[Referring expression pointing data]
____________

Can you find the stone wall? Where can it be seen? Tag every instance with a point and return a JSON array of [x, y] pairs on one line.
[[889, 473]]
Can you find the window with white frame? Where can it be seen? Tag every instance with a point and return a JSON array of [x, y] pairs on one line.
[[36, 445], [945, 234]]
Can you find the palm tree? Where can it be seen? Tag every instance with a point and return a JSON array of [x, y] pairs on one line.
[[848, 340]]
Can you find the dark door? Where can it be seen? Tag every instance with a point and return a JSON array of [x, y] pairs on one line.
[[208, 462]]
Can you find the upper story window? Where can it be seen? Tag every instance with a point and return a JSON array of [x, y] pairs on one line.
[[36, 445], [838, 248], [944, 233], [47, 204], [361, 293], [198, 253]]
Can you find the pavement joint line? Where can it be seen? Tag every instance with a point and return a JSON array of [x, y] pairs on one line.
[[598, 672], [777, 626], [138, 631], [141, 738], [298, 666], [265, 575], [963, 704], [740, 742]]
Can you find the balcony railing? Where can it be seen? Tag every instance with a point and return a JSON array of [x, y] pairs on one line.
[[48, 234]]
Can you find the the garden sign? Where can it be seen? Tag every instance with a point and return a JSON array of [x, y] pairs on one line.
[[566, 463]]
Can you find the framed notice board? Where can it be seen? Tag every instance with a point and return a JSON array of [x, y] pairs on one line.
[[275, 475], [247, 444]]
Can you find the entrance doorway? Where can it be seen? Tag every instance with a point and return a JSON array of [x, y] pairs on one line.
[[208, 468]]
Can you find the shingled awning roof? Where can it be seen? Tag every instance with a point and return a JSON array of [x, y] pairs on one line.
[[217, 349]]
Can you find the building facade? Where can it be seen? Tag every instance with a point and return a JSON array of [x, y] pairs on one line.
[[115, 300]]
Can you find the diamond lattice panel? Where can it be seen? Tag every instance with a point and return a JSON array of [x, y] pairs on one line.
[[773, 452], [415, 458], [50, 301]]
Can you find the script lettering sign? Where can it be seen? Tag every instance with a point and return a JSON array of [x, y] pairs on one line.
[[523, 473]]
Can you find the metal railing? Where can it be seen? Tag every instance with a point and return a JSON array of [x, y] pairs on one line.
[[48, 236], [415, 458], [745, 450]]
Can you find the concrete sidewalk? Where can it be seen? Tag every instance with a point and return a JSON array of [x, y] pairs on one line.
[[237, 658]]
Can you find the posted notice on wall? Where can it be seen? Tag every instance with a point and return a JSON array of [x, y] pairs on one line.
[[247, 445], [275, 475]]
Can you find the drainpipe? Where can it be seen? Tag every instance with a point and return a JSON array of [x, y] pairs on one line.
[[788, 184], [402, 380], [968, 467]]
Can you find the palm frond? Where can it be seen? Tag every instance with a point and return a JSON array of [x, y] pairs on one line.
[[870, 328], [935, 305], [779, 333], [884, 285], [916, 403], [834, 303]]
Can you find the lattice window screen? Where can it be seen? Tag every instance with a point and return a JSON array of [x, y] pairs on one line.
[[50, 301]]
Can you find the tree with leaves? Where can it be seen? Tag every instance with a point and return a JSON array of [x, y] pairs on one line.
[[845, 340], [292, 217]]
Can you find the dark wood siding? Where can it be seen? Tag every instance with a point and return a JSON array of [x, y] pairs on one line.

____________

• TO DO: Please copy out every entry exactly, with nothing omitted.

• REPLY TO THE EXERCISE:
Can you find the stone wall? Where can it be seen? Tag every instance with a point and return a JSON array of [x, y] pairs on one line.
[[889, 473]]
Can you find the window with white frame? Where can it be seen? Tag every instance with a point and return a JSON array of [x, y] pairs on one line.
[[36, 445], [945, 234]]
Can you find the palm tree? Where can it be seen? Tag every instance with a point and return a JSON array of [x, y] pairs on one line.
[[848, 340]]
Can you find the dark door? Where can it be seen? Tag every instance with a point and return a JSON array of [x, y] pairs on one line.
[[208, 462]]
Can you find the upper story window? Where can it be seen? Tag every instance with a point and return a JSON array of [x, y] pairs on one line.
[[36, 445], [838, 248], [944, 233], [47, 204], [361, 293], [198, 253]]
Can you find the pavement joint line? Where can it be seen? Tag every instance with a point and return a JSON array of [x, y] pairs on one line.
[[598, 672], [777, 626], [138, 631], [141, 738], [298, 666], [265, 575], [963, 704], [740, 742]]
Can you find the balcony railing? Where can it be seen? Tag every instance with a point and return a JSON array of [x, y] pairs on one line.
[[48, 234]]
Can you find the the garden sign? Where can it be seen? Tag every instance with a point and return a JSON array of [x, y] pairs on one line.
[[566, 463]]
Can you find the framed notice board? Where can it be seen? Tag every instance with a point and return a JSON array of [x, y] pairs on one line.
[[275, 475], [247, 444]]
Can you find the entrance doorway? Where can it be seen? Tag every instance with a point and return a JSON array of [x, y] pairs on one line.
[[208, 468]]
Can you find the shingled awning roof? Where can it be seen? Tag every instance with a point and return a JSON array of [x, y] pairs on one line.
[[217, 349]]
Can you find the building facade? Where can it be seen? Tag every instance with a point and return a JSON array of [x, y] pairs on one line.
[[115, 300]]
Can you find the diamond lattice panel? Where can it be seen? Tag every instance with a point and return a JSON array of [x, y] pairs on one line.
[[773, 452], [415, 458], [50, 301]]
Can you find the script lettering sign? Where can it be seen? Tag every instance with a point and return a JSON array of [x, y] pairs on one line.
[[523, 473]]
Can you find the metal railing? Where can it be seen? Tag every instance with a point and return a JSON array of [x, y] pairs on one line.
[[48, 236], [415, 458], [745, 450]]
Can you find the concrete sidewalk? Where can it be seen? Tag every instance with a point and return a JSON array of [x, y] pairs on one line.
[[237, 658]]
Can you find the posted notice on wall? Where can it be seen? Tag every instance with a point and return a JSON array of [x, y] pairs on one line.
[[247, 445], [275, 475]]
Can you find the drainpipe? Where can it be seen? Tag every instance with a point and return a JSON array of [x, y] pairs on one line.
[[788, 184], [402, 380], [968, 467]]
Can you find the palm frond? Where can it be seen? Tag every instance with a point and return a JSON array of [x, y] pairs on one line.
[[870, 328], [935, 305], [779, 333], [884, 285], [916, 403], [834, 303]]
Can you find the lattice window screen? Where can it be seen? Tag every instance with a point and return a JSON array of [x, y] pairs on one line.
[[50, 301]]
Can you find the tree with leaves? Where can it be seen? Tag every instance with a point and return a JSON array of [x, y] pairs on one line.
[[845, 340], [292, 217]]
Can you find the dark wood siding? Where can it be seen? Tag every instance with a point and return a JSON array of [x, y] pairs on one line.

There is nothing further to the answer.